Passage shown:
———
I was scrolling through the Twitter-verse, jealous of the all the posts from Nashville, where the Craft Brewers Conference was taking place, when I saw the following from noted beer writer Lew Bryson‏ @lewbryson:
(Thinks to self): Brewers are ruining beer by adding STUFF to it! Fruit! Glitter! Vanilla! Spice! JUST MAKE BEER! BEER-FLAVORED BEER! (Thinks to self 20 seconds later): Damn, I want more of that blood orange Berliner. That shit’s tasty AF.

Adventurous beer drinkers have encountered a cornucopia of added ingredients in beers. Joe-Joe’s cookies? Check. Super Hot Peppers? Check! Bugs? Check!! (the last was coloring made from beetles at the Eagle Rock Session Fest a few years back).

In 2018 you can add edible food-grade glitter, cereal, spruce tips, candy, and the like to the long and growing list of not hops, water, yeast, or malt that could be in the beer that you are drinking. Quicker than you can hit Like/Dislike, the interwebs will light up with opinions and counter opinions about whether it is fine or an abomination.

You can argue both sides, I certainly have, but the genesis of what is now independent beer started when we, the consumer, wanted more than just one type of light lager. That diversity DNA is still alive and well in today’s brewing scene. Why have just West Coast IPA when you can have Black IPA, Imperial IPA, Hazy IPA, Fruited IPA, Milkshake IPA or a bedazzled IPA.
———
Data listing:
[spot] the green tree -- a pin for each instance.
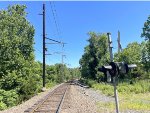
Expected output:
(131, 54)
(146, 35)
(17, 69)
(95, 55)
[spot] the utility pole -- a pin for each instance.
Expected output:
(114, 78)
(43, 46)
(118, 40)
(110, 46)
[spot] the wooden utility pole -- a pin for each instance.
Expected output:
(118, 40)
(114, 78)
(43, 46)
(110, 46)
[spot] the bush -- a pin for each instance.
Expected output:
(8, 98)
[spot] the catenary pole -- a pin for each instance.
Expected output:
(114, 78)
(43, 45)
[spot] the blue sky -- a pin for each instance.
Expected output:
(76, 19)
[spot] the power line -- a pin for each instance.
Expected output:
(54, 17)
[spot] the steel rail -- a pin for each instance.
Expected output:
(40, 103)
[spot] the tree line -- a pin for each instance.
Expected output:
(20, 74)
(96, 54)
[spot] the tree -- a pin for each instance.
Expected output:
(17, 65)
(131, 54)
(146, 34)
(95, 55)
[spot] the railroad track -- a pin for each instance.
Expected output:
(52, 102)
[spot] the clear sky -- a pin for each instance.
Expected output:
(76, 19)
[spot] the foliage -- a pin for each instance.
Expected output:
(131, 96)
(8, 98)
(146, 51)
(131, 54)
(95, 55)
(17, 69)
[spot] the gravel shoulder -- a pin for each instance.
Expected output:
(82, 100)
(29, 103)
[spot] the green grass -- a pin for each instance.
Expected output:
(50, 85)
(131, 96)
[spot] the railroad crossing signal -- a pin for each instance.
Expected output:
(116, 68)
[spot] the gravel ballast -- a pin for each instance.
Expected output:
(29, 103)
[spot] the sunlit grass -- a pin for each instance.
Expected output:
(131, 97)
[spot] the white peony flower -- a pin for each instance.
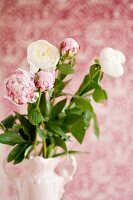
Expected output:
(111, 62)
(42, 55)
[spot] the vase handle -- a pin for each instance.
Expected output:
(68, 177)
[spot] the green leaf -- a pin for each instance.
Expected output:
(66, 69)
(35, 116)
(60, 142)
(9, 121)
(28, 128)
(44, 105)
(58, 130)
(59, 86)
(11, 138)
(99, 95)
(96, 126)
(69, 153)
(58, 108)
(83, 103)
(74, 110)
(87, 118)
(75, 124)
(91, 80)
(86, 85)
(16, 151)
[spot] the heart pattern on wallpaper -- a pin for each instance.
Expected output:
(106, 172)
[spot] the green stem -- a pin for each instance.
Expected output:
(44, 149)
(71, 102)
(35, 144)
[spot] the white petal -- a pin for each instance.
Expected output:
(121, 56)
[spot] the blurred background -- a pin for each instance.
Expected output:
(106, 173)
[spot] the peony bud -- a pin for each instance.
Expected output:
(111, 62)
(20, 87)
(69, 47)
(42, 55)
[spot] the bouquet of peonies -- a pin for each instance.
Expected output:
(54, 116)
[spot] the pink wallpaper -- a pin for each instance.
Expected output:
(106, 173)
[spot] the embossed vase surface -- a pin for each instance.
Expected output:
(39, 181)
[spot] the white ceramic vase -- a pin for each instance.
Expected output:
(39, 181)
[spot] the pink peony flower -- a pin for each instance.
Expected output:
(44, 80)
(20, 87)
(69, 47)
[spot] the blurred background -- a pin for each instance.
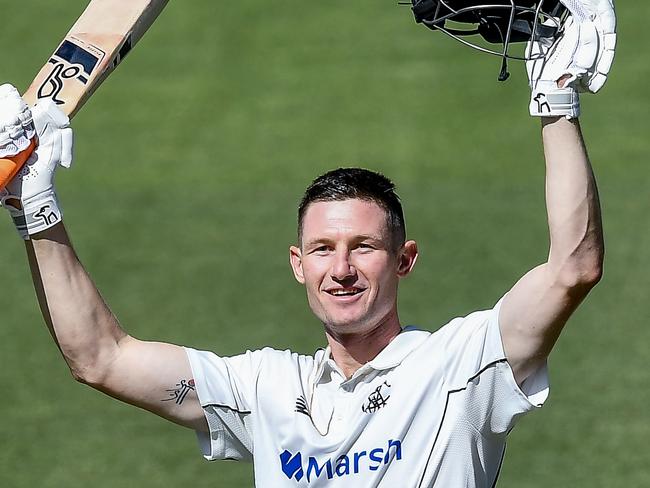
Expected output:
(190, 162)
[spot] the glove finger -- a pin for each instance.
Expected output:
(46, 112)
(587, 50)
(67, 147)
(597, 82)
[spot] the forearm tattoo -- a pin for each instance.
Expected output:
(179, 392)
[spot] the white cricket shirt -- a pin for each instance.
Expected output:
(431, 410)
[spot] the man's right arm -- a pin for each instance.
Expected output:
(153, 376)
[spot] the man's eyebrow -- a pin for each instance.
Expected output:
(357, 238)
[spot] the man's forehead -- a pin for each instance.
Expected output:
(363, 216)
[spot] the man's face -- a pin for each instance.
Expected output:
(348, 266)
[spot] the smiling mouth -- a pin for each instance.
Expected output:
(345, 292)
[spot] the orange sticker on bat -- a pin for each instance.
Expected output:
(10, 166)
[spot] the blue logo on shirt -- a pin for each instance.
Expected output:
(347, 464)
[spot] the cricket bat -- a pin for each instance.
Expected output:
(98, 41)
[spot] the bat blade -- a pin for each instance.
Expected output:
(95, 45)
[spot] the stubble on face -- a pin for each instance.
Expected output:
(349, 267)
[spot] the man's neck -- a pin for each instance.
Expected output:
(351, 351)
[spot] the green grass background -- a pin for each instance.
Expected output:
(189, 165)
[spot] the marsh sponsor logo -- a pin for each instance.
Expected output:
(345, 465)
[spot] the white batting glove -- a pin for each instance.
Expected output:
(30, 197)
(16, 124)
(582, 57)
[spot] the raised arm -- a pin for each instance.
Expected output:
(535, 310)
(153, 376)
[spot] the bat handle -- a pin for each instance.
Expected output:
(11, 165)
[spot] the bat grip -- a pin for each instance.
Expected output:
(11, 165)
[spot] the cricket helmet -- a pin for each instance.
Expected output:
(498, 22)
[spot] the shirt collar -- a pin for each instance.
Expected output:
(389, 357)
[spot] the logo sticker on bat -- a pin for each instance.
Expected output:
(70, 61)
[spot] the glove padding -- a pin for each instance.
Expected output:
(16, 123)
(582, 56)
(30, 196)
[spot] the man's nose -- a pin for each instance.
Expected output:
(342, 268)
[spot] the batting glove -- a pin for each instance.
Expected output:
(30, 197)
(582, 57)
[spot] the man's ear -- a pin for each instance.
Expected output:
(295, 259)
(408, 255)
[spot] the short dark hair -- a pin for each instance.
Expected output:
(362, 184)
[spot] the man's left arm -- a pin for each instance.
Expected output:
(534, 312)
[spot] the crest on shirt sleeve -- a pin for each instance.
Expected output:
(377, 399)
(302, 407)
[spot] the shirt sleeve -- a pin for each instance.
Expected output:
(478, 367)
(225, 387)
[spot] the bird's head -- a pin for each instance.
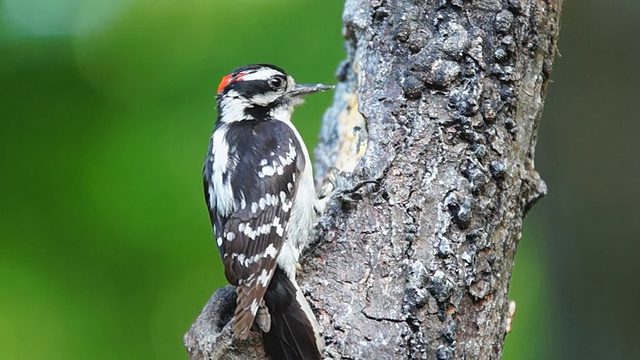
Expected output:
(261, 92)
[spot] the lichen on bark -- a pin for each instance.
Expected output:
(438, 101)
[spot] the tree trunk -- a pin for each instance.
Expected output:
(439, 101)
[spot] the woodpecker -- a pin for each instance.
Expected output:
(259, 189)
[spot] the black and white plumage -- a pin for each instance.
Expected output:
(262, 202)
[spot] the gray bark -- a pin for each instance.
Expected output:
(439, 101)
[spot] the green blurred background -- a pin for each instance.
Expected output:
(106, 108)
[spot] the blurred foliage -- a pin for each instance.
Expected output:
(106, 109)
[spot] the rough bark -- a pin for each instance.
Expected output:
(439, 101)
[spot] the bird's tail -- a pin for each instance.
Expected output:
(294, 333)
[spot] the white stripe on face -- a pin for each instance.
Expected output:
(260, 74)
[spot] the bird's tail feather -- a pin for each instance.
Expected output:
(294, 333)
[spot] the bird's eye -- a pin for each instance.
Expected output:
(276, 82)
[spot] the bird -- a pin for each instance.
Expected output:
(259, 189)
———
Answer these questions using the passage on added beer ingredients, one answer per line.
1. In what city was the Craft Brewers Conference taking place?
2. What was the "Bugs" ingredient, and where was it used?
3. Which IPA styles does the last paragraph list besides West Coast IPA?

1. Nashville
2. Coloring made from beetles, used at the Eagle Rock Session Fest
3. Black IPA, Imperial IPA, Hazy IPA, Fruited IPA, Milkshake IPA, and a bedazzled IPA